### Список заданий
[1] Определите, согласуются ли с фрагментом об Афинах и Причерноморье следующие утверждения: (a) Афины захватили Пантикапей; (b) Египет находился в руках персов; (c) наиболее богатые погребения нимфейского некрополя относятся к V в. до Р. Хр. На каждое утверждение ответьте «да» или «нет» и приведите решающие слова фрагмента точной цитатой.
[2] Согласно фрагменту об Афинах и Причерноморье, конкурентом какого города мог быть Афинеон?
[3] Воспроизведите без изменений часть фрагмента об Афинах и Причерноморье между словами «В числе этих» и «в это время.» включительно.

### Выбранный текст
* * * * * * * * *

Решающим моментом в истории боспорских греческих колоний и специально Пантикапея была победа Афин над персами и появившийся в это время большой интерес Афин к с.-в. побережью Средиземного . моря, к Фракии и, особенно, к побережью Черного моря. Главным стимулом было обеспечить свою все крепшую и развивавшуюся промышленность сырьем и свое все возраставшее население хлебом, производство которого было, как мы видели, исконным и в долине Днепра и Буга, и по течению Кубани, и естественно захватывало на юге России, по мере роста спроса, все большие пространства.
Тяга Афин к новым местам Причерноморья естественна и понятна. На крупнейшем хлебном рынке Эллады — в Италии и Сицилии — Афины встречали серьезную конкуренцию дорян вообще и в частности Спарты и отнюдь не были хозяевами этого рынка. Богатый хлебом Египет был в руках Персов и не мог быть вырван у них Афинами даже после неудачи персидских походов на Грецию. Оставался север, связь с которым была монополией ионийских греков Малой Азии, на торговые пути и деловые связи которых претендовали теперь, после персидских войн, освободившие, но и разорившие их Афины.
Создание Афинами большой морской мощи, захват в свои руки проливов и важных торговых пунктов на фракийском побережье поставили все Причерноморье — и южное, и северное — в полную и непосредственную зависимость от Афин и позволили Афинам, без сопротивления с чьей бы то ни было стороны, сделать ряд шагов для укрепления и упрочения этой зависимости.
В числе этих решительных шагов наиболее серьезным было занятие Афинами и заселение своими вооруженными колонистами ряда важнейших пунктов на южном берегу Черного моря. То же они сделали и на северном.
Не имея, вероятно, возможности занять сильный и находившийся под покровительством скифов Пантикапей, они захватили соседний Нимфей, обладавший прекрасною гаванью и связанный с рядом соседних скифских и нескифских племен Крыма. Этот второстепенный город они превратили в крупную торговую гавань и в важный центр обмена, создав этим сильную конкуренцию Пантикапею. Об его полной торговой самостоятельности говорит его превосходное, художественное серебро, чеканившееся им в это время.
О большом культурном расцвете Нимфея в это время, о его широких торговых связях и о близких сношениях с соседними племенами свидетельствует богатый и обширный некрополь города, наиболее богатые погребения которого относятся как раз к V в. до Р. Хр. Характерно, что, наряду с чисто греческими погребениями нимфейского некрополя, мы имеем ряд курганов с погребениями негреческими или полугреческими, т. е. с погребениями главарей соседних племен, которых притягивали к Нимфею его культурное влияние и постоянные торговые связи. Состав вещей наиболее богатых нимфейских погребений очень типичен. Наряду с вещами, ввезенными из Афин, мы находим и ряд продуктов других мастерских, например, превосходные самосские бронзы, чудесные произведения знаменитых самосских литейщиков .VI и V вв. до Р. Хр.
Интересно отметить, что, кроме Нимфея, Афины, вероятно, создали на крымском побережье Керченского пролива и другие поселения. Одним из них, как показывает имя, мог быть город или поселок Афинеон — конкурент ионийской Феодосии, как Нимфей был конкурентом Пантикапея.

* * * * * * * * *

### Исходные данные
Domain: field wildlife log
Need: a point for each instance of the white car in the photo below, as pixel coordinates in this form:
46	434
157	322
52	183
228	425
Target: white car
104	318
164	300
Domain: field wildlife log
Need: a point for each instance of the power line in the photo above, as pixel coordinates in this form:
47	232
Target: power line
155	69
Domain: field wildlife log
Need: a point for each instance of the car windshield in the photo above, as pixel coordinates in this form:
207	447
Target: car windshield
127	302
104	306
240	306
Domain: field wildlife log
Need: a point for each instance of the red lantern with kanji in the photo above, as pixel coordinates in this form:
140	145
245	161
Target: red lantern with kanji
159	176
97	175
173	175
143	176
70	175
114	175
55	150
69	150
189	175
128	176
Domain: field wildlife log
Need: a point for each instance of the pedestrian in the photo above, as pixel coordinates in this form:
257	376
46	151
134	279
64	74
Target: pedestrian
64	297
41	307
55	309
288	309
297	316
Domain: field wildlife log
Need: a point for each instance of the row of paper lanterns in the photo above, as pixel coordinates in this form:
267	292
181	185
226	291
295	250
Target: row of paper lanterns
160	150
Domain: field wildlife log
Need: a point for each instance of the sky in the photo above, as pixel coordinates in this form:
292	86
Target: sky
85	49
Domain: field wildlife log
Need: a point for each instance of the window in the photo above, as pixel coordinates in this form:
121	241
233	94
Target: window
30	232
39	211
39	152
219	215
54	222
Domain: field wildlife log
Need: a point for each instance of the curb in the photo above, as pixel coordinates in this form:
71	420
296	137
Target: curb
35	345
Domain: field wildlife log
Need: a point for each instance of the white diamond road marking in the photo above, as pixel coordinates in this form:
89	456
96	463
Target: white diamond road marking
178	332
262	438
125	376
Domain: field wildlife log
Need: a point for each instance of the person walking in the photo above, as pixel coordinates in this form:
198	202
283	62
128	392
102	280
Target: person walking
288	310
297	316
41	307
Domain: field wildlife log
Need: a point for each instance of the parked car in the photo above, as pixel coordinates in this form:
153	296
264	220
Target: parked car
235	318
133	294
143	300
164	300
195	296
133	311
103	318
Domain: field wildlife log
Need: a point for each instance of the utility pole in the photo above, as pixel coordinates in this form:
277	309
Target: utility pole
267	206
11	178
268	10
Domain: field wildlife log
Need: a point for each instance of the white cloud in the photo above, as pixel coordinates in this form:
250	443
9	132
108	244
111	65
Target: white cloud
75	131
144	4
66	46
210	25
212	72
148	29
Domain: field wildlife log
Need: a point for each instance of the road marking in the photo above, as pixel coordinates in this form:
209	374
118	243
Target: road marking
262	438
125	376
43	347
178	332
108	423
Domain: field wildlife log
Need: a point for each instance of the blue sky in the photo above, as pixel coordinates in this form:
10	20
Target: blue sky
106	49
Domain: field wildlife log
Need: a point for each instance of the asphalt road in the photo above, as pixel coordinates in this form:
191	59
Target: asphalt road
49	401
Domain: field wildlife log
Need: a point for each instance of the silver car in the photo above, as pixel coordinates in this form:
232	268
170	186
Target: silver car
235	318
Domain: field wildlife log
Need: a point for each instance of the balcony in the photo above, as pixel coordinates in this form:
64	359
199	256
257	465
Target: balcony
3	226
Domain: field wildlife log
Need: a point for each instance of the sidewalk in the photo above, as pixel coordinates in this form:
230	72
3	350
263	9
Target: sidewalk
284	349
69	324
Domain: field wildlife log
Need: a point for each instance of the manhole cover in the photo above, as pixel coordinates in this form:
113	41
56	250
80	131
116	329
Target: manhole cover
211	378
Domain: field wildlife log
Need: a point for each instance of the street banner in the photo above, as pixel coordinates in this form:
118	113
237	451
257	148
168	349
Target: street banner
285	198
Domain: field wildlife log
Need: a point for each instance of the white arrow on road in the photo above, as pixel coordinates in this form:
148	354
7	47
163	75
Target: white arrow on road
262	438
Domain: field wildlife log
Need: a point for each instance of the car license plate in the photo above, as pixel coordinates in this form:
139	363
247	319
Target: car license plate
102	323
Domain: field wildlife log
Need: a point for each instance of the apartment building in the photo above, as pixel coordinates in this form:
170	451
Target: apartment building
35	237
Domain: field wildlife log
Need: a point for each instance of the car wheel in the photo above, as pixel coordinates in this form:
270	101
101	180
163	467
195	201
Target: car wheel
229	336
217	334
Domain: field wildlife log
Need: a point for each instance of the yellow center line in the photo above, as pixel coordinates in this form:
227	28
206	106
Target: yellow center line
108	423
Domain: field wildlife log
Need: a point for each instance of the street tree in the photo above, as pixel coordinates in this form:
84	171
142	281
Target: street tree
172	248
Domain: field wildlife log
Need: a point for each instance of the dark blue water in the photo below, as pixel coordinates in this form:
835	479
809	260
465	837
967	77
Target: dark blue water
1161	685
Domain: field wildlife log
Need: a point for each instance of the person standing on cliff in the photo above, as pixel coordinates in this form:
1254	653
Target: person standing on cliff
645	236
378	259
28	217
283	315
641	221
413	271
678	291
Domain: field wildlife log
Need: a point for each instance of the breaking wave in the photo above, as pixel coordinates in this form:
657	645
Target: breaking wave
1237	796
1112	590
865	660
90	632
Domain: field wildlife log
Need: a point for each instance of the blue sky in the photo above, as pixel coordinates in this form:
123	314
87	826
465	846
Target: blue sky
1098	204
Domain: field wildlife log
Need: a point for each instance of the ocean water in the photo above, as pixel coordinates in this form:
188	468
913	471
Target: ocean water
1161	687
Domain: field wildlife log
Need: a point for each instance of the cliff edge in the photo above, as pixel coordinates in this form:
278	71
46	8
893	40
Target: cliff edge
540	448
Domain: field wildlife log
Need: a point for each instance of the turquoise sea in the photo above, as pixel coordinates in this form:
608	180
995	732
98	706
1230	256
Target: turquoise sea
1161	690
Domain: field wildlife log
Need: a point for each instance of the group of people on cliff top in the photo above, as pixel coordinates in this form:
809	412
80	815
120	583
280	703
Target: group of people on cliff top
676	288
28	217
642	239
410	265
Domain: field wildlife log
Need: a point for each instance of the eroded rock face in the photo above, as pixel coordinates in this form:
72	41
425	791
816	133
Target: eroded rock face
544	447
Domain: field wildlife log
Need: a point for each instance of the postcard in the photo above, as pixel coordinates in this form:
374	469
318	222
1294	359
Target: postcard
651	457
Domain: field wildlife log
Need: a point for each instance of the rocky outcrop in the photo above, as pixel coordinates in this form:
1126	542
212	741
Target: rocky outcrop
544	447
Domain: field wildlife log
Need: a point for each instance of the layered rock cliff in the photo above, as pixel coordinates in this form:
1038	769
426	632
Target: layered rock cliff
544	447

* * * * * * * * *

### Ответы к заданиям
[1]
(a) Нет: «Не имея, вероятно, возможности занять сильный и находившийся под покровительством скифов Пантикапей, они захватили соседний Нимфей».
(b) Да: «Богатый хлебом Египет был в руках Персов».
(c) Да: «наиболее богатые погребения которого относятся как раз к V в. до Р. Хр.»

[2] Афинеон мог быть конкурентом ионийской Феодосии.

[3]
В числе этих решительных шагов наиболее серьезным было занятие Афинами и заселение своими вооруженными колонистами ряда важнейших пунктов на южном берегу Черного моря. То же они сделали и на северном.
Не имея, вероятно, возможности занять сильный и находившийся под покровительством скифов Пантикапей, они захватили соседний Нимфей, обладавший прекрасною гаванью и связанный с рядом соседних скифских и нескифских племен Крыма. Этот второстепенный город они превратили в крупную торговую гавань и в важный центр обмена, создав этим сильную конкуренцию Пантикапею. Об его полной торговой самостоятельности говорит его превосходное, художественное серебро, чеканившееся им в это время.